**PROMPT 1**
Extract the part of the Dream Warriors post between "The gist of" and "with creepy dreams.", inclusive, copying it word for word.
**PROMPT 2**
Extend the Dream Warriors post by writing what comes after its last sentence.

**SUPPLIED TEXT**
+ + +

Anyway, it's much, much easier to just remake an old movie than to come up with anything new, so maybe I should save this post for the inevitable remake of The Dream Warrior. But given that it's more likely they'll either a) give up on remaking this series or b) take it in a completely different direction, let's just look back on this one. (Which, now that I'm thinking about it, seems to be the most well-regarded of the sequels, which probably means it will get remade. Sigh.)

Dokken, Dream Warriors

The gist of ANOES3: The Dream Warrior is that Patricia Arquette has the power to bring other people into her dreams, allowing the characters (under the tutelage of the heroine of the first movie, who is now a therapist at the hospital where they have all been committed) to team up to fight Freddy.

This was Patricia Arquette's first movie, but heck, her career has kind of come full circle, right? From Dream Warrior to Medium: She might not have reprised her Elm Street role in The Dream Master, but to this very day she's still playing women with creepy dreams.

The video kicks off with Patricia Arquette making a sort of little craft dollhouse out of what appears to be a popsicle sticks and some old copies of Circus magazine. It comes out half looking like the creepy dollhouse thing that's actually in the movie, and half like the creepy dollhouse thing from Quiet Riot's "Twilight Hotel" video.

+ + +

Annotated photo localization data
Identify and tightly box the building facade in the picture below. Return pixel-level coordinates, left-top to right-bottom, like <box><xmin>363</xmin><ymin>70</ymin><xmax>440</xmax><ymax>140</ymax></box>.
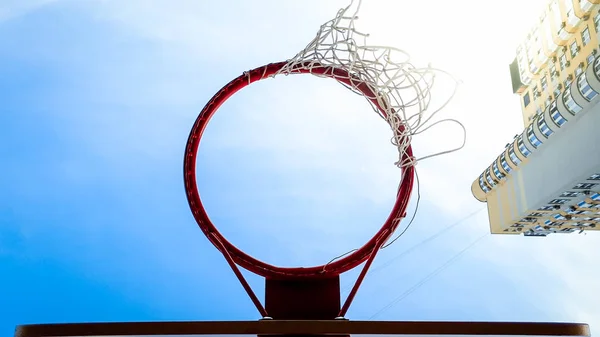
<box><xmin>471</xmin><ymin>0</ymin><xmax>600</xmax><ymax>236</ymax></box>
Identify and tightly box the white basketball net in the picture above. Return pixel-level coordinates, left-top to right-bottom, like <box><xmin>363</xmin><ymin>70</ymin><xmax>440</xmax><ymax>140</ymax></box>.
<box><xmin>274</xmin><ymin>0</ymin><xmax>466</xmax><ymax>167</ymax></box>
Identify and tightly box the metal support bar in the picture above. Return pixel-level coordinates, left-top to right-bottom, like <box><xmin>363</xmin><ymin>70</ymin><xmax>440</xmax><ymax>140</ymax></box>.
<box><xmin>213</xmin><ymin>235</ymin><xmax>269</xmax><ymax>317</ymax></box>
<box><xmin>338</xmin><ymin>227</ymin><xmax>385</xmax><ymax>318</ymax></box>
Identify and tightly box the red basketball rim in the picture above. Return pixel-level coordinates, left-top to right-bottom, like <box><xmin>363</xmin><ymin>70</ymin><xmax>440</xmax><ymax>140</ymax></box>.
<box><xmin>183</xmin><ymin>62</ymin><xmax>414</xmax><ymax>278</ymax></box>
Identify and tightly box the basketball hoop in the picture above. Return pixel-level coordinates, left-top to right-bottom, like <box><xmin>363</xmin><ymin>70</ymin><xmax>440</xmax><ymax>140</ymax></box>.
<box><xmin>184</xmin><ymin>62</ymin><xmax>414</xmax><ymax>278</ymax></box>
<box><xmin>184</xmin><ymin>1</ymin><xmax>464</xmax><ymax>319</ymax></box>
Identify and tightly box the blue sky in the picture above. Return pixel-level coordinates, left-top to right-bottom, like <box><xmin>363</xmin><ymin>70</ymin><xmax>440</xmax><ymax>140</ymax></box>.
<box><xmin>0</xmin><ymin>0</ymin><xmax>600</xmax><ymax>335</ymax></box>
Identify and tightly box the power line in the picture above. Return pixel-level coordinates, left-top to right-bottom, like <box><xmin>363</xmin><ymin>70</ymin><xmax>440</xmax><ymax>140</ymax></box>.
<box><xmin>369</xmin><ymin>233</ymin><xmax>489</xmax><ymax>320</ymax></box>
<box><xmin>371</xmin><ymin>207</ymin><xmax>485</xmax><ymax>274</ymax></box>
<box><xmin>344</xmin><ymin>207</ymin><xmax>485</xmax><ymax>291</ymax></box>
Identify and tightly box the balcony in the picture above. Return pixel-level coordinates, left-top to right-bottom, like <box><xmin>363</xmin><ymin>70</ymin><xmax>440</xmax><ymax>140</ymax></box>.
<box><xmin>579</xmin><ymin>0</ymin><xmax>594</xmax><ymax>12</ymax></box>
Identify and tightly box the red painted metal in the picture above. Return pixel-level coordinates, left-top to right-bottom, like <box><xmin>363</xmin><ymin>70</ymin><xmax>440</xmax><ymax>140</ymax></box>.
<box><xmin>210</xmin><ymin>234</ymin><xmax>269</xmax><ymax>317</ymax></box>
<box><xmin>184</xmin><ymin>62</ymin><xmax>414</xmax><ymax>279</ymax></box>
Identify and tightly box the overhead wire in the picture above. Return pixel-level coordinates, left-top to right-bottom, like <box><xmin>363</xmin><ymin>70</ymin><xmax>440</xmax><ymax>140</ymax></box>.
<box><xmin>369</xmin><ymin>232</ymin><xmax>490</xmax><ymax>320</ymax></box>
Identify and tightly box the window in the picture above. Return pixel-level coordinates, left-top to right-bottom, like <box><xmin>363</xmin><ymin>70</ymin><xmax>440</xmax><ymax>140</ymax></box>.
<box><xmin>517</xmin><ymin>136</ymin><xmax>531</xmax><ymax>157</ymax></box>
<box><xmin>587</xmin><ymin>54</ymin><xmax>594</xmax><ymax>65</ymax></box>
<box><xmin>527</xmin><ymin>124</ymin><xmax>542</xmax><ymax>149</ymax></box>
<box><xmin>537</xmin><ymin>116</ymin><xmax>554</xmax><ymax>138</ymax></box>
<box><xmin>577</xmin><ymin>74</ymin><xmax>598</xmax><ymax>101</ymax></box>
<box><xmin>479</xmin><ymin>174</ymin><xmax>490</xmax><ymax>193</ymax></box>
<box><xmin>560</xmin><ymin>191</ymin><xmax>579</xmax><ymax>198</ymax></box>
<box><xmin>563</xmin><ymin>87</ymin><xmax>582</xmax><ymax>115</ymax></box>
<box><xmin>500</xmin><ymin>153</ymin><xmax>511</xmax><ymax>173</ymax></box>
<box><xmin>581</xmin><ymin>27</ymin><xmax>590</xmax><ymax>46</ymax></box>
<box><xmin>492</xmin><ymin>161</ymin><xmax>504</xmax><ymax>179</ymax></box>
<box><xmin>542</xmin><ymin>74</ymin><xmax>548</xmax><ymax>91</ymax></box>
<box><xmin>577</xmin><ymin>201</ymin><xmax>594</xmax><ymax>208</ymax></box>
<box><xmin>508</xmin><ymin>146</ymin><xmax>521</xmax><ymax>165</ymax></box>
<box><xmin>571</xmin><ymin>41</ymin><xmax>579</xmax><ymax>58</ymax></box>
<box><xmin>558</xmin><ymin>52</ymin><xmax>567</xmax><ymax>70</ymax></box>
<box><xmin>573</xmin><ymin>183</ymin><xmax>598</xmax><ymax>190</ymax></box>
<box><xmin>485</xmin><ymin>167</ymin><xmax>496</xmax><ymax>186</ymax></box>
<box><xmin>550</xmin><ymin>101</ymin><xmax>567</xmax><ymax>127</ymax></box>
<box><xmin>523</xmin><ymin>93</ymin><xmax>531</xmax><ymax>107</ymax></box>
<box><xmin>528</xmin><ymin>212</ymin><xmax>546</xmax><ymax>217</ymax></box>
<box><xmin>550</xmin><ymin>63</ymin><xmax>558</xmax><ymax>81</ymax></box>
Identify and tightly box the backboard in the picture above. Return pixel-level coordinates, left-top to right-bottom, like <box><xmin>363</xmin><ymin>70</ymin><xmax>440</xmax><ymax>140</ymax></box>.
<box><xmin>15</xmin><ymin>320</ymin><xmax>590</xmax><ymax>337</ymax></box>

+ + +

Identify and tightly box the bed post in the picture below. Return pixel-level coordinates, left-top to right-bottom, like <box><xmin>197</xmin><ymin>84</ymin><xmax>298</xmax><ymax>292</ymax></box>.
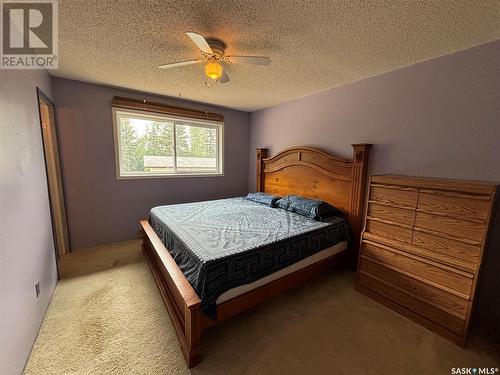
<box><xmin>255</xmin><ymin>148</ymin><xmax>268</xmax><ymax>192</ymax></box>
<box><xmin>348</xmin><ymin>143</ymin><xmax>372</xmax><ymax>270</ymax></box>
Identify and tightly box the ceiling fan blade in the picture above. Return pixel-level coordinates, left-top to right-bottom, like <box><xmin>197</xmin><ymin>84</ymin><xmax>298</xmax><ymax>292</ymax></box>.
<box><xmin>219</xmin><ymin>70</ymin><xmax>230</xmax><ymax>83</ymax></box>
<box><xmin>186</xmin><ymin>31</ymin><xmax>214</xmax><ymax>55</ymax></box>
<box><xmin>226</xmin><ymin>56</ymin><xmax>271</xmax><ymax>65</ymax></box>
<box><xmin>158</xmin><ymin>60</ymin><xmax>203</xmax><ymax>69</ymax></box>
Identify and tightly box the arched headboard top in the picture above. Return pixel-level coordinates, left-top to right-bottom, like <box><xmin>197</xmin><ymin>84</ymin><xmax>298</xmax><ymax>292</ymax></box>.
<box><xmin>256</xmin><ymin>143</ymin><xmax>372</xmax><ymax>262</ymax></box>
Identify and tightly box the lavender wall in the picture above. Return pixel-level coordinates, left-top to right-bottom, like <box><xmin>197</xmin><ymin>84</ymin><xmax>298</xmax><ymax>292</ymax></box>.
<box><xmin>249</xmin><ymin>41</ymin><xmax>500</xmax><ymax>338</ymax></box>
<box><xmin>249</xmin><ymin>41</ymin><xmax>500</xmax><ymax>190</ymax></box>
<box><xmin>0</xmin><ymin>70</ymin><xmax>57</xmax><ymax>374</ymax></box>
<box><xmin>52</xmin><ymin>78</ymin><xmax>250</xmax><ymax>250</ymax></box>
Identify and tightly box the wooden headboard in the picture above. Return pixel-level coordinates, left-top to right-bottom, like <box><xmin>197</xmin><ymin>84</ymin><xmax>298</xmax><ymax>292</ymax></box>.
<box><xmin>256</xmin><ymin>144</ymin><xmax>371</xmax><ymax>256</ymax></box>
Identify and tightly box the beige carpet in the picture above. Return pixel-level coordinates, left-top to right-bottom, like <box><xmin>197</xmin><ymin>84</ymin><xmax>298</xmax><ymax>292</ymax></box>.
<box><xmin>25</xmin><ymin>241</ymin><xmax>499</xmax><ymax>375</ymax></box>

+ + +

**TASK OUTPUT 1**
The gist of ANOES3: The Dream Warrior is that Patricia Arquette has the power to bring other people into her dreams, allowing the characters (under the tutelage of the heroine of the first movie, who is now a therapist at the hospital where they have all been committed) to team up to fight Freddy.

This was Patricia Arquette's first movie, but heck, her career has kind of come full circle, right? From Dream Warrior to Medium: She might not have reprised her Elm Street role in The Dream Master, but to this very day she's still playing women with creepy dreams.

**TASK OUTPUT 2**
Some of the next scenes in the video more or less mimic a lot of the first scenes of the movie -- Patricia Arquette dreams about seeing a little girl go into a rundown house, follows her in there, next thing they're in a boiler room, next thing "Freddy's home!" and they need to GTFO. A point of difference, however: In the video, Mick Brown is somehow drumming inside the chamber that heats the boiler!

Dokken, Dream Warriors

I should clarify that unlike nearly all other videos from movie soundtracks, "Dream Warriors" does not feature scenes from the movie intercut with scenes of the band performing. Instead, it has actual sequences that appear to have been filmed just for the video intercut with scenes of the band performing. Yes, this video relies heavily on reaction shots: Cut to George Lynch. Cut to Patricia Arquette looking repulsed. Cut to George Lynch. Cut to Patricia Arquette smiling. And so on and so forth.

While most of the action takes place in the abandoned house, Dokken appear to be playing in some kind of papier-mache cave. The closest we see to a genuine interaction where Nightmare characters appear to come into contact with the band is when Freddy's arm drags George Lynch backward through the wall. Freddy is so obscured in this though it's hard to say if it's actually Robert Englund or just someone in a felt hat and claw glove. Never the less, it's more love than the Vinnie Vincent Invasion ever got.

And as per always, Dokken are killing it. Okay technically Don is looking pretty old and tired. But Jeff Pilson has teased his hair to new heights, and makes really intense faces as he does the backup vocals. George as per always is my favorite. He has his Mr. Scary guitar, and his sleeveless tee is making him look extra lanky (pre-body builder George is sooo much hotter than post).

Dokken, Dream Warriors

Long story short, I totally don't get the remake thing. They're all "we're reinventing it for a new generation." Umm, as far as I can tell from everything I've read, the main thing they're changing is that the teens in the movie were all molested by Freddy as children, which while adding an upsetting undertone isn't exactly a game-changer. I'm also assuming that the new "more serious" Freddy won't be rapping with the Fat Boys anytime soon.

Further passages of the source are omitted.